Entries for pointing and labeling
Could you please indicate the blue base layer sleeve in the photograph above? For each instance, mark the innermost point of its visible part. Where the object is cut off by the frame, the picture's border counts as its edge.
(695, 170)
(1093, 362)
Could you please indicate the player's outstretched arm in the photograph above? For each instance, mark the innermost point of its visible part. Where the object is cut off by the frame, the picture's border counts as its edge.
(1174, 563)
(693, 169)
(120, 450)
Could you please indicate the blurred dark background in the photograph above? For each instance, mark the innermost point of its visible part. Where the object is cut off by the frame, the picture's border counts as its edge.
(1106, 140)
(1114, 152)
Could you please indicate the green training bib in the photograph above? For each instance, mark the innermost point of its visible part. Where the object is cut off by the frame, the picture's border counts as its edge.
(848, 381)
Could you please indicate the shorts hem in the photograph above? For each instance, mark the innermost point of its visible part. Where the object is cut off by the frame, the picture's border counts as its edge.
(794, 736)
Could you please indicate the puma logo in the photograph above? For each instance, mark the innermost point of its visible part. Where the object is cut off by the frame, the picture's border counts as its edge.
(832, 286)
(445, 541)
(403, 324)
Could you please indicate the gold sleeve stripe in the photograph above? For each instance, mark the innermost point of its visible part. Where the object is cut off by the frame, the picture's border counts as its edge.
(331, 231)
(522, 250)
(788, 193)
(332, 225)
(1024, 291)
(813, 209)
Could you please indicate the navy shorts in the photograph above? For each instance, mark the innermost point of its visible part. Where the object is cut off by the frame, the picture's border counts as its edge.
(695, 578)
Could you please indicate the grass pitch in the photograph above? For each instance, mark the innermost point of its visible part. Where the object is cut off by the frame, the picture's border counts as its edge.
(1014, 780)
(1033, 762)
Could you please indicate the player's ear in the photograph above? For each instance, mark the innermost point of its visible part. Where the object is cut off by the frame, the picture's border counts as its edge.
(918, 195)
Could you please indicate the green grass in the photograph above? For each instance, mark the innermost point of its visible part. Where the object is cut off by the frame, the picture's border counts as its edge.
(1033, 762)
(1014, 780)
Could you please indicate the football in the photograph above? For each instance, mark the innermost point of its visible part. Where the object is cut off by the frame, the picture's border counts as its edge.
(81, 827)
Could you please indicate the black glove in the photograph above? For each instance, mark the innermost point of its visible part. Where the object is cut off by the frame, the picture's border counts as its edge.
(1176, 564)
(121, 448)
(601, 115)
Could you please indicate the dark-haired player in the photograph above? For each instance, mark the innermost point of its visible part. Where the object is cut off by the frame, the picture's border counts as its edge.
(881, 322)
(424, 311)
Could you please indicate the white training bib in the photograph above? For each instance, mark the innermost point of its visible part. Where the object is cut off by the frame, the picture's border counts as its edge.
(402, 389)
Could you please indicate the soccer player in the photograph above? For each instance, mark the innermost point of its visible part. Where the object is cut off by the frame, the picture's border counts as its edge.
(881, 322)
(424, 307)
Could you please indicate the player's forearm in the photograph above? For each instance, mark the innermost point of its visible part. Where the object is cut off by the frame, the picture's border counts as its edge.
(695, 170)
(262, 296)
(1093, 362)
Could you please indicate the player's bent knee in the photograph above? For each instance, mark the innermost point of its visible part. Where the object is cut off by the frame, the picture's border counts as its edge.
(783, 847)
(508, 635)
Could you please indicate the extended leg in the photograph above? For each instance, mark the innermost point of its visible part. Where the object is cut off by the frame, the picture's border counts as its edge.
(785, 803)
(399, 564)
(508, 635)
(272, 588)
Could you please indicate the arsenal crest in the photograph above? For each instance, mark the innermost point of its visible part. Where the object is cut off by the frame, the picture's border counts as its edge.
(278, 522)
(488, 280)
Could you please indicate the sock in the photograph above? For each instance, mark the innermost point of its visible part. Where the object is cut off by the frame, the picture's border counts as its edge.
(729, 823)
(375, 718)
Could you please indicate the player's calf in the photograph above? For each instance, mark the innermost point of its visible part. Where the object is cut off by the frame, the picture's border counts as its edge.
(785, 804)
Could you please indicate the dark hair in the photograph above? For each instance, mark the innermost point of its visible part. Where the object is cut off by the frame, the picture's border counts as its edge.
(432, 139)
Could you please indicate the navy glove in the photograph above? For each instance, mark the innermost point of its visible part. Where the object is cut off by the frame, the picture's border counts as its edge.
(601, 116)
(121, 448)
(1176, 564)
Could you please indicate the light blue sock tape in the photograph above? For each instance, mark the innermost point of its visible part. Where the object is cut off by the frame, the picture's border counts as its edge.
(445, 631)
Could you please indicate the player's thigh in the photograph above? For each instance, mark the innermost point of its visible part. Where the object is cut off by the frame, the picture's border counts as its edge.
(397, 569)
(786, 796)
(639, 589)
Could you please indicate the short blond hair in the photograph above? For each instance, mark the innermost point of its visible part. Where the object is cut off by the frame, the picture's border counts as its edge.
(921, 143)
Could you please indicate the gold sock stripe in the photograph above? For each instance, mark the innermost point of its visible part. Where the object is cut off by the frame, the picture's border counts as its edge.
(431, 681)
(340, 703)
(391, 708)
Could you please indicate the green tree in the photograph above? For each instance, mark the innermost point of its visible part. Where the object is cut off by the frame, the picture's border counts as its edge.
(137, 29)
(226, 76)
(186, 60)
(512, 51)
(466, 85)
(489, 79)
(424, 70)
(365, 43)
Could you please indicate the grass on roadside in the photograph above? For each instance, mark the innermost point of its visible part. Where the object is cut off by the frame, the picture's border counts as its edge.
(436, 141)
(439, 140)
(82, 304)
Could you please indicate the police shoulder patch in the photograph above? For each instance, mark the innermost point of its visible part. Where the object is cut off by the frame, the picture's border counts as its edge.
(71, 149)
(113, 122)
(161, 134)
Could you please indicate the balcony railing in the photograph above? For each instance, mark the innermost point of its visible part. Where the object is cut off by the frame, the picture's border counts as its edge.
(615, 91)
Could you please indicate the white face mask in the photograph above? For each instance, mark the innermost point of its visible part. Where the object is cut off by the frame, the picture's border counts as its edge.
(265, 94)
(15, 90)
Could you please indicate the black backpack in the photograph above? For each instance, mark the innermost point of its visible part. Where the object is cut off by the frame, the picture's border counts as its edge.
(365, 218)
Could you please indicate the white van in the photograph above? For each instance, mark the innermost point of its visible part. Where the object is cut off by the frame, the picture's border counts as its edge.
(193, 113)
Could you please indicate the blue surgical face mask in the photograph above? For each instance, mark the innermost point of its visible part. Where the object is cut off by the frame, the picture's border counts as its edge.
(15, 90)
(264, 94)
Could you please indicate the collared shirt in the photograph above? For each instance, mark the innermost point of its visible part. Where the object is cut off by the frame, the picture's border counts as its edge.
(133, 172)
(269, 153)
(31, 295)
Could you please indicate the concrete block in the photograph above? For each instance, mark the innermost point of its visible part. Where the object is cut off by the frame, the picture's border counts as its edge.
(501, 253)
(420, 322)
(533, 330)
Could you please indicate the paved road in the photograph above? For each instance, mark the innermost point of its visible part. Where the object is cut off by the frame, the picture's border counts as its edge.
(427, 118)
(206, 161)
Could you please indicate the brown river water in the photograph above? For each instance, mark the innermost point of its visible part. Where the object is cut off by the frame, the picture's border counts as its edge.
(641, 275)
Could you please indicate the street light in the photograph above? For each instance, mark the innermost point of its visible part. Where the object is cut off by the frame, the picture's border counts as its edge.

WHAT THIS TASK INVOLVES: Can you print all of the rows above again, word for word?

SOLUTION TO THIS PROBLEM:
Could you please indicate the blue base layer sleeve in the photograph above? For each instance, mark the innermost point of its visible part. Where the object is cut off by the frame, the picture's border counts as its edge.
(695, 170)
(1093, 362)
Could you please indicate the player's outstretched arm in the photograph above? For each instance, mark the innermost point of its visible part. Where the object is cut off by the frame, the picture's border counts as its edge.
(1174, 563)
(693, 169)
(120, 450)
Could you please indicate the blurred dark background in the photograph above? For each instance, mark the innermost point of its visible part. Where the object is cut off by the frame, the picture's border counts as its edge.
(1106, 140)
(1114, 152)
Could you please indicate the green training bib in the photograph above? For each instance, mark the innermost point of its visible part. Where the object is cut off by the frame, the picture's border counts as its edge.
(848, 381)
Could you please indicate the shorts hem in the photograph above? For each instance, mark the innermost point of its visible part. Where the object is cut off by the frame, the picture's border counts as its edge.
(794, 736)
Could you please indicate the puma logo in the photograph above? For each instance, mark the innermost point of its visible part. Where the object is cut off by the frame, the picture's border counts as its edge.
(832, 286)
(445, 541)
(403, 324)
Could you please indicate the gold sleeve stripe in the photograph above? For each instance, mark the innermost point of its visible part. Where the object is cut off by the frame, the picture's border counts as its edge.
(331, 231)
(522, 250)
(788, 193)
(332, 225)
(1024, 291)
(813, 209)
Could you please indicate the navy shorts in the photograph above? For each instance, mark the innermost point of its visible part. Where the object is cut off by the frame, the picture's border counts as its edge.
(695, 578)
Could you please indicate the grass pitch in the photograph above? For each instance, mark the innermost point of its visible part. Where the object is cut off by the frame, the picture's border counts as its edge.
(1014, 780)
(1033, 762)
Could you please indicate the player's ear in the photograph above? For each instance, mark the innermost point of its visible part. Where the object is cut off by the frame, the picture's border counts as its edge.
(918, 195)
Could you please indicate the green grass in the photograph above? For each instance, mark the innermost point of its visible part. Where the object is cut off by the frame, the picture's border counts as its edge.
(1033, 762)
(1014, 780)
Could you please indicate the football in the photograph above? For each instance, mark the innermost point of its visible part. Where the object is cut off by the frame, the picture's border counts as its edge.
(81, 827)
Could you please indicate the black glove in the photograph above? For each instance, mark the innermost point of its visible part. Where the object is cut off by the frame, the picture's border counts as its edge.
(1176, 564)
(121, 448)
(601, 115)
Could you please indicate the dark-haired player in the photograph above? For each instance, mark the innermost point of its visible part. Where the object is cut off by the frame, the picture's border counts as its edge.
(881, 322)
(424, 311)
Could you please indicate the white training bib in the photograph above? For each instance, mark the innermost point of its visible part. Where the object is cut off by the frame, the picture's border counts as its edge.
(402, 389)
Could you please indicate the soccer player in the photograph above? For each instance, mark the innermost point of its visible part. Where the object is cut off by the frame, the picture's border counts as its edge.
(881, 322)
(424, 307)
Could you please indicate the player's forearm in the photograph above? For each instance, mark the innermost point of its visible part. Where the object is cut off by the frame, the picture's border counts as its edge.
(695, 170)
(262, 296)
(1093, 362)
Could you please indicate the player's bent knee in the photograph above? For each instance, mark the innermost point of its visible part. Where the object is cut off by the frame, the picture's border counts as its edge.
(783, 847)
(508, 635)
Could you please indicate the extended leg in the photograph above? For each instance, mark the innermost point of its visible part. Where the object is cut off by the frame, the picture's border counts as its edge.
(785, 803)
(399, 564)
(508, 635)
(272, 588)
Could you please indicate the arsenal crest in the photograph above? For each instance, mark the innermost point of its visible part. Where the object is cut off by the frame, the picture's border counts as its edge.
(278, 522)
(488, 280)
Could you please indicate the sock in the photograph above? For each instance, mark the innermost point of its visible part. Where the object is cut off by the frame, the picture's border counts as its edge.
(729, 823)
(375, 718)
Could you please indicate the player's calf in the photograph above? For each instance, mark the innermost point of its visible part. Where the object is cut off by the frame, the picture's border counts as its edge.
(785, 804)
Could you please indicate the dark hair in the photograph above? For each instance, mark the innermost point of its visible part. Where the object is cut off by the frame, the picture's border counts as its edge.
(432, 139)
Could you please indicate the navy glove in the photograph above? For each instance, mark the innermost point of its visible part. Where the object is cut off by the frame, the picture's border counts as its edge.
(601, 116)
(121, 448)
(1176, 564)
Could you please indicate the light blue sock tape in the photograph above? For each instance, mark the innermost point of its visible part. Where the object is cut off by the frame, the picture's border counts as its edge.
(445, 631)
Could you please indicate the player's thigh in the photograph above? For each instance, mark the innermost point of its visible part. Where the object is cut off by the frame, the picture's border counts as its edge.
(397, 569)
(786, 796)
(639, 589)
Could you please indicate the short blond hair in the photograph above? For each instance, mark the innermost point of its visible part. Where the object is cut off by the frame, the picture's border counts as its edge.
(921, 143)
Could you please indicate the gold sock stripe in the photograph above? For each instance, mark the innermost point of its visible part. Where the object is cut off by the frame, the picture's border counts as its edge.
(431, 681)
(340, 703)
(391, 708)
Could you please indicate the green tree in the photograph above? For each instance, mark the innermost point of its visible part. Where the object is cut off by the frame, the picture's border counts as its edge.
(137, 29)
(226, 76)
(186, 60)
(512, 51)
(466, 85)
(489, 79)
(424, 70)
(365, 43)
Could you please indicate the grass on roadside in the photograph above? For each instance, mark the innermost point of its visible part. Where the object is cut off by the frame, the picture's border counts as its edge.
(436, 141)
(439, 140)
(82, 304)
Could you please indicate the police shoulder patch in the photograph above? For each instance, mark the innermost point of its visible part. Where the object is cut off by the frame, the picture's border counts as its edge.
(71, 149)
(113, 122)
(161, 134)
Could you please indicate the balcony railing in the photograph above? For each instance, mark the innermost point of its visible part. Where the object is cut off by the frame, the picture's border counts as its edge.
(615, 91)
Could you please indicate the white face mask in the photograph above? For each instance, mark the innermost point of its visible part. Where the object is cut off by the frame, the picture's border counts as its edge.
(265, 94)
(15, 90)
Could you please indicate the black backpack in the photograph above? For each instance, mark the innermost point of its visible part. Where the object is cut off by the frame, the picture's border counts as its edge.
(365, 218)
Could you please indicate the white van in the photograph above? For each instance, mark the innermost point of its visible part. Where the object is cut off by the frame, the picture's border counts as its edge.
(193, 113)
Could you please indicate the blue surgical face mask in the photograph above? For each instance, mark the innermost point of its visible part. Where the object is cut off by the frame, the picture's border counts as its edge.
(15, 90)
(264, 94)
Could you please indicate the collared shirt in the photograph above? For each instance, mark the innermost point of its visible part. Where the object is cut off by the frame, the picture's border counts as its edge.
(133, 172)
(269, 153)
(31, 295)
Could you please indicate the concrete block in the photograph above? For each instance, mark the innermost point of its visible part. Where the object is cut off by the frame, the picture's border counts as its edge.
(501, 253)
(420, 322)
(533, 330)
Could you please indicate the paved road in the photograph above? For each instance, mark the innermost point of its visible part. Where the object is cut off by the frame, the picture's border counts as its edge.
(427, 118)
(206, 161)
Could you please indicate the brown river water in the photograph above? For each instance, mark the innermost point of its visible part. Where the object is cut off by the frame, the picture's border counts as its edge.
(641, 275)
Could you please indicate the street light in the photograph above? For each instance, mark the innermost point of its visible part. Where the object is cut off by the frame, the picture's border counts as its edge.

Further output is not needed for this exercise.